Work to be completed: Which lines in the listing below contain the string "forested"? Filter them out and copy each one in full.
◆ ◆ ◆ ◆ ◆ ◆ ◆
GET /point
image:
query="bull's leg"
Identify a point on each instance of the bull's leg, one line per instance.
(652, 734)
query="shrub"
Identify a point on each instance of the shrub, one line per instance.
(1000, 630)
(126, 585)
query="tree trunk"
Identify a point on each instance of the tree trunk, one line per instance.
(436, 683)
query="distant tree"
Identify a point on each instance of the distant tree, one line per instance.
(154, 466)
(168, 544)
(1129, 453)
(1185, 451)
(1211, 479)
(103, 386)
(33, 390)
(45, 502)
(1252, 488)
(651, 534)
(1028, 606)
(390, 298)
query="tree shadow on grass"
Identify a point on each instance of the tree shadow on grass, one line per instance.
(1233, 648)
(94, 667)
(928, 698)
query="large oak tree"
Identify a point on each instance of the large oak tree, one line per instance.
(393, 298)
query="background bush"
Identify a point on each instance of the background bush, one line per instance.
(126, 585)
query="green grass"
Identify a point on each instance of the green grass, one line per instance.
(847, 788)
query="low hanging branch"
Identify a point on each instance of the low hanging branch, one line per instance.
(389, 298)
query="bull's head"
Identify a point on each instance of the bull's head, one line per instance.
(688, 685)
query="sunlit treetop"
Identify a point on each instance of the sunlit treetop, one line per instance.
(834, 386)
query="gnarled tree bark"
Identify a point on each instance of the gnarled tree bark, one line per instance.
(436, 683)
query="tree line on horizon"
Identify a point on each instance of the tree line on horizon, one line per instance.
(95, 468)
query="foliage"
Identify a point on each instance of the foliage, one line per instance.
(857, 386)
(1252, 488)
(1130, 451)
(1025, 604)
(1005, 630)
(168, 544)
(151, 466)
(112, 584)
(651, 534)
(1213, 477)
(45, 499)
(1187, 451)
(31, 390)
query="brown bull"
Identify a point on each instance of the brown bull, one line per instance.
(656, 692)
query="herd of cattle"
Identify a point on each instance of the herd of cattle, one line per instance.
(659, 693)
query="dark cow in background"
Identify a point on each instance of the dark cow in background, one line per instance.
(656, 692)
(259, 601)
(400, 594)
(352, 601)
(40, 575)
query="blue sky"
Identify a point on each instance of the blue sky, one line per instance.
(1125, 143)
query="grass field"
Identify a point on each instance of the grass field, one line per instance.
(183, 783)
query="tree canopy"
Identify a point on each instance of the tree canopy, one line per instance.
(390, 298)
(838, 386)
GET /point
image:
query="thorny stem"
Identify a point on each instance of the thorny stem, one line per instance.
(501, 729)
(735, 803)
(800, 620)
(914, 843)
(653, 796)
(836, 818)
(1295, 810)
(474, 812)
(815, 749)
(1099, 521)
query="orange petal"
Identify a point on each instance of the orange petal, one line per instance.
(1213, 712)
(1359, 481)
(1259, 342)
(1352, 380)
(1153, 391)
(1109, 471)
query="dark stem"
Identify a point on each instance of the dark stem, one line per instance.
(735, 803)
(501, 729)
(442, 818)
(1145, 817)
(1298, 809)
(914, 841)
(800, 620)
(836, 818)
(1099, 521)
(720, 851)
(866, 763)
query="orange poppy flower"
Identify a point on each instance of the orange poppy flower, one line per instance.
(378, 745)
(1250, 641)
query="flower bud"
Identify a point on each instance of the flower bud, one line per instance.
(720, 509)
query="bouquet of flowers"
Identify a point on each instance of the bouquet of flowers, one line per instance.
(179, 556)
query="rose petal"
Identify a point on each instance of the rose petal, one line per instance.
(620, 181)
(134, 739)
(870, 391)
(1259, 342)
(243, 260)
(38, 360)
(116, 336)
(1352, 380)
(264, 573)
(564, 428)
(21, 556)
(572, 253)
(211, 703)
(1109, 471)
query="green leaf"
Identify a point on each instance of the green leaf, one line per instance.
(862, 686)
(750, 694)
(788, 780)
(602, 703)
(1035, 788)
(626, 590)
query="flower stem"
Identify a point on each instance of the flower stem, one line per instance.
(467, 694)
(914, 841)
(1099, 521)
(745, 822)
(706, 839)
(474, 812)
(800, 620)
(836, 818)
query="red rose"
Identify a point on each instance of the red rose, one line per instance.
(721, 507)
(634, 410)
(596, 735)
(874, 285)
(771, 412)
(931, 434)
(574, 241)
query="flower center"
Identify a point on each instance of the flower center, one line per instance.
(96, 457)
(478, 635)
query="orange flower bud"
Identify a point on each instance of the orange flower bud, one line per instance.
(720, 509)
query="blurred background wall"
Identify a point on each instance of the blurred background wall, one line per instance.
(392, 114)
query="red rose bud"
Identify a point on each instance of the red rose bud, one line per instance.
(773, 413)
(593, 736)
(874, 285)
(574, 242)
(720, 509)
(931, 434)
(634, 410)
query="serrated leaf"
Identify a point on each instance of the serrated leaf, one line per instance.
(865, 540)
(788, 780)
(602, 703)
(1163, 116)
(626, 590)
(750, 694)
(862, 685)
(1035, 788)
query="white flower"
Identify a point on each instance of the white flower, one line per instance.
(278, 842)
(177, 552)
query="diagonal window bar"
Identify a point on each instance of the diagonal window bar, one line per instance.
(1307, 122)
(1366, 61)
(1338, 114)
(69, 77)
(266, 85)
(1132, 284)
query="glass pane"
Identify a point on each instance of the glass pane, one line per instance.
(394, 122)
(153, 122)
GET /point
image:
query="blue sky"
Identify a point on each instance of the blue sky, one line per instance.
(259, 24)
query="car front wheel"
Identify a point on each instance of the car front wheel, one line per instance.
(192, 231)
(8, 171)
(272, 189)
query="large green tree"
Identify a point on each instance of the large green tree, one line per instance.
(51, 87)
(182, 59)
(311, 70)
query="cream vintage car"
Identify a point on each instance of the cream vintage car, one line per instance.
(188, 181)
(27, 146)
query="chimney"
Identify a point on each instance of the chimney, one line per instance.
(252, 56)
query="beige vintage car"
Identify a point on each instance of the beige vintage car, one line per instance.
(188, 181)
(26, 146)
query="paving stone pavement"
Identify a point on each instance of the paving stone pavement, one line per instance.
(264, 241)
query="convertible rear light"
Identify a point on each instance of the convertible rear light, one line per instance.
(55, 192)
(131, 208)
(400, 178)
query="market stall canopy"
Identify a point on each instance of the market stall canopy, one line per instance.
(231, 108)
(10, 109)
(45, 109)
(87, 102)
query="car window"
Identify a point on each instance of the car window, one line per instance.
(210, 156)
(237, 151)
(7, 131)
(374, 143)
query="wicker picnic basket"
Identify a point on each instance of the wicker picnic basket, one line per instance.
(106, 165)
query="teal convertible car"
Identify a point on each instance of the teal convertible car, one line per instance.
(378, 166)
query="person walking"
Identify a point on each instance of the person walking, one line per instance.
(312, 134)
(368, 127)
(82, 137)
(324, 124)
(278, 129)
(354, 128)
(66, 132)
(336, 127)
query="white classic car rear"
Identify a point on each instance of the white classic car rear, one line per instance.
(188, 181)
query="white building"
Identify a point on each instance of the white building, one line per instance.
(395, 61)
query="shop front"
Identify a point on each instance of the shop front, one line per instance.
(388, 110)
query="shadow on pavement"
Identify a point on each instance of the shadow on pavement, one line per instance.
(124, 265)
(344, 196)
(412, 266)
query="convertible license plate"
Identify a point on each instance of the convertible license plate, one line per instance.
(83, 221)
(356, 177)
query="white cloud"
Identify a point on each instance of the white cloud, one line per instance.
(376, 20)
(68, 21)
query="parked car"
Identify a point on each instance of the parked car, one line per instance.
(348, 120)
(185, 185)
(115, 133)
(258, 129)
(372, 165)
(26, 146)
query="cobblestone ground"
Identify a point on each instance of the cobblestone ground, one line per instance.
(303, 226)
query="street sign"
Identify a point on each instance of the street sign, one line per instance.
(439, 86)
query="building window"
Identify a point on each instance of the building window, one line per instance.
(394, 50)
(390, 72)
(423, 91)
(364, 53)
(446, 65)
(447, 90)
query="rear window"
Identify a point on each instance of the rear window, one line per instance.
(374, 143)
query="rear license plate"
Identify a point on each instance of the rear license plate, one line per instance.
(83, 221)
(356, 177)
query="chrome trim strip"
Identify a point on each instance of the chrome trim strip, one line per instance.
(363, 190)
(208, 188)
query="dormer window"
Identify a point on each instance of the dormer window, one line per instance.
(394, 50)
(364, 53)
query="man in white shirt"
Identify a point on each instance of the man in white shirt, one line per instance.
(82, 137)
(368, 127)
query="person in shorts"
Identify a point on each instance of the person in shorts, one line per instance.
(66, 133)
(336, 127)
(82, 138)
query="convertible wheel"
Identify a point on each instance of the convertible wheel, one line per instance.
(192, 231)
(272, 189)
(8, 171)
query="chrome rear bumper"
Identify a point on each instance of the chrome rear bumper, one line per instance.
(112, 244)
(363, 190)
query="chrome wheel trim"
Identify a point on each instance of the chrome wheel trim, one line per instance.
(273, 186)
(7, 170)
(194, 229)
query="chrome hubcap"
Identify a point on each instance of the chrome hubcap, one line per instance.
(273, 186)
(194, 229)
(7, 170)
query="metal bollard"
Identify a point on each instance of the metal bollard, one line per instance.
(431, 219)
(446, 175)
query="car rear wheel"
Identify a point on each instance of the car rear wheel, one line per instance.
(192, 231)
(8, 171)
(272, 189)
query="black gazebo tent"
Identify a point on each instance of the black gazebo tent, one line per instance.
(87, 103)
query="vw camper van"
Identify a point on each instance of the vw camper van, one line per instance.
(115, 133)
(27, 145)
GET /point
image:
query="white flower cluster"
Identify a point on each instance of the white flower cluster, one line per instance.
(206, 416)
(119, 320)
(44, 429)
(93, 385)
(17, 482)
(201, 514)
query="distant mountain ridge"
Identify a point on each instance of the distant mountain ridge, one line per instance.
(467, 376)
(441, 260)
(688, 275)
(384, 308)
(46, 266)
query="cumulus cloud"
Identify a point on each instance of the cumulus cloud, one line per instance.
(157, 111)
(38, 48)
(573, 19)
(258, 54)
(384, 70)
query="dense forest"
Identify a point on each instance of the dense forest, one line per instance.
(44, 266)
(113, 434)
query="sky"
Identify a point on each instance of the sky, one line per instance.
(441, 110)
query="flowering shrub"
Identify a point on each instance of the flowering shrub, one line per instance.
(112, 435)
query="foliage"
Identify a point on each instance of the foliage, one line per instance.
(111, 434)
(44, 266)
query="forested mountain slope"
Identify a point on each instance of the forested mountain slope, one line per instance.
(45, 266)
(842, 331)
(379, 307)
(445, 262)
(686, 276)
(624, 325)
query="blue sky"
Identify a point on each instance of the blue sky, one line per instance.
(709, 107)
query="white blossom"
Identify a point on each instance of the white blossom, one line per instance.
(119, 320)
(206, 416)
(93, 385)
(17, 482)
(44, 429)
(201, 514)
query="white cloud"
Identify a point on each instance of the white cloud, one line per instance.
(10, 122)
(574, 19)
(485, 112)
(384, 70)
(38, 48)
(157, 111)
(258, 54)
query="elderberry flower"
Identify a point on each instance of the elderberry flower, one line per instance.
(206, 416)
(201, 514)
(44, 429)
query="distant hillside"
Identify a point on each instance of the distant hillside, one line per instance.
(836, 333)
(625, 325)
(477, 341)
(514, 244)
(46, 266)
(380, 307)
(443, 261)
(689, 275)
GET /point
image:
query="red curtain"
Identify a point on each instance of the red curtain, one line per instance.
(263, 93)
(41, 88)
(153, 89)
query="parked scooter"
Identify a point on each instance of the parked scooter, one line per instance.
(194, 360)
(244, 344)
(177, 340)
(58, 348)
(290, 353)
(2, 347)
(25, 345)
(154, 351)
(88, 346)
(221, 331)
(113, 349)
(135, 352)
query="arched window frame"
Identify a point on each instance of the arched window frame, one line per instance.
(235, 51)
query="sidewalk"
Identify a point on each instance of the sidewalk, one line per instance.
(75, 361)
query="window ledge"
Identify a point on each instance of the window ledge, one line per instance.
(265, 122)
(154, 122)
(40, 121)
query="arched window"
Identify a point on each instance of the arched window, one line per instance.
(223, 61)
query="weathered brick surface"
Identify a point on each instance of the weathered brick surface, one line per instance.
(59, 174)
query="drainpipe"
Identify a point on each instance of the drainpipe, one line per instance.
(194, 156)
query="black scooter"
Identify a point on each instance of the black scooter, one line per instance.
◆ ◆ ◆ ◆ ◆ ◆ ◆
The response:
query="forested mountain slope"
Identify a point on each instance of the forested mountain slope, one line per instance.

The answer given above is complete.